STUDY QUESTIONS.
(a) In the passage on landscape photography, which photographic process did Eliot Porter work in almost exclusively?
(b) In the passage on landscape photography, rewrite the section between "There are. of" and "in this tradition.", inclusive, renaming "landscape photography" as "nature photography".
(c) Carry the passage on landscape photography further from its last sentence.

(PASSAGE SHOWN Opens)

Ansel Adams used black and white photography, almost exclusively, and favored the grand, impressive and highly romantic images of western landscapes. Eliot Porter focused on smaller natural subjects (flowers, rocks etc.) reflecting the quotidian, everyday features of the land, that which is representative of the “systemic landscape”. Porter photographed, almost exclusively, in the new color, dye transfer process in photography and felt that photographers who rejected color were “denying one of our most precious biological attributes -color vision – that we share with relatively few other animal species”.
In Solnit’s terms, Adams favored the grand, more people-centered views
(anthropomorphic) of the landscape with an emphasis on beauty and Porter favored flat surfaces, up close images and, often, hidden horizons, suggesting an emphasis on truth. That is, Porter focused on trying to express the real, rather than an interpretation of the real.
There are. of course, other dialectics which can be considered in a discussion about landscape photography,
such as the distinction between realism and abstraction in landscapes. While photographers like Eliot Porter featured highly representational images, there is also a genre of more abstract landscape photography which is more about form than content. Aaron Siskind and Harry Callahan made landscape photographs in this tradition.
In his article, “Earth without Aura: Noes on the Psychology of Contemporary Landscape”, Zachary Cahill discusses the dialectics of “interiority and exteriority” in contemporary landscapes. Cahill suggests, that man has ‘lost touch with an authentic human experience of nature” or what Walter Benjamin refers to as “aura”. Contemporary landscapes, Cahill suggests, ultimately “dissolve the distinction between inside and outside”.

(PASSAGE SHOWN Closes)
(EXTRACTED DATA Opens)

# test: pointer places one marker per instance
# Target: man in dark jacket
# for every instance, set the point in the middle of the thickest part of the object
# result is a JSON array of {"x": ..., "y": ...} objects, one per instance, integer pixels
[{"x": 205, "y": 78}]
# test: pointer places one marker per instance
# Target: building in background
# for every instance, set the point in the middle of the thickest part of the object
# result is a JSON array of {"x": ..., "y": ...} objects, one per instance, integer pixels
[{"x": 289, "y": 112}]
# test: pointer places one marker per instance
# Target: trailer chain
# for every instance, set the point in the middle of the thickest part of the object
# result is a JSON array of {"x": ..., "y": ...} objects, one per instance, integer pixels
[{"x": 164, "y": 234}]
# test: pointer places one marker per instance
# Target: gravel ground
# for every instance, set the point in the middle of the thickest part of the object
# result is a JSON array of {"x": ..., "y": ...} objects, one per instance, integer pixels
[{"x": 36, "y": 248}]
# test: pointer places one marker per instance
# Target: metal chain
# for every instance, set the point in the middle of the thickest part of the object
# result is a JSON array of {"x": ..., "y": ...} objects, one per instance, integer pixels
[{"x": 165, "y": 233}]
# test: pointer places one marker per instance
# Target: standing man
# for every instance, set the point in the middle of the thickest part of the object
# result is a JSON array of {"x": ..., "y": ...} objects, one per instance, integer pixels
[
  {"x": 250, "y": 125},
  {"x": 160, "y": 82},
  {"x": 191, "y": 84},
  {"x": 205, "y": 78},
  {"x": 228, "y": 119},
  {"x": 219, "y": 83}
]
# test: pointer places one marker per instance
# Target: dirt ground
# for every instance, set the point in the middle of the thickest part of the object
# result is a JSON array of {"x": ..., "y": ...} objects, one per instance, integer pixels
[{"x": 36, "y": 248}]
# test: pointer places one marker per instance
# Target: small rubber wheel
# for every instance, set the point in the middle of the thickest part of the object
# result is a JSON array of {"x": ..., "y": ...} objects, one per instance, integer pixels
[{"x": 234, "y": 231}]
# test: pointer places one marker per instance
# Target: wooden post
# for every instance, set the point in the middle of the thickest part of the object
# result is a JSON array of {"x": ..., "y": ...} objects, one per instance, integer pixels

(EXTRACTED DATA Closes)

TASK-BY-TASK ANSWERS.
(a) The new color, dye transfer process.

(b)
There are. of course, other dialectics which can be considered in a discussion about nature photography,
such as the distinction between realism and abstraction in landscapes. While photographers like Eliot Porter featured highly representational images, there is also a genre of more abstract nature photography which is more about form than content. Aaron Siskind and Harry Callahan made landscape photographs in this tradition.

(c)
Cahill seems to be talking about the emergence of imaginative landscapes which, although existed in earlier photographs, like those of Jerry Ueslmann, are much more elaborate and accessible today given the advent of digital photography.
While some say that traditional landscape photography may be passé , Rhondal McKinney provides an alternate narrative concerning the “subtle power” of traditional landscapes.
“Late on another spring day I was standing with my camera in a bean field waiting for the sun to drop a little lower in the sky. A pickup truck came down the road and stopped behind mine and a young farmer got out and started slowly toward me. This happens to me often and it is always a moment of some tension for me since I have been ordered away a few times. Most of the time, though, the farmers I encounter have enough understanding of what I am doing that they let me finish my work. This young farmer stopped about twenty yards away and watched me make some camera adjustments, go under the dark cloth and come out again. I spoke first. Sometimes I can head these guys off. “I’m just waiting for the sun to get down a little, then I’m gong to make a picture of this field”.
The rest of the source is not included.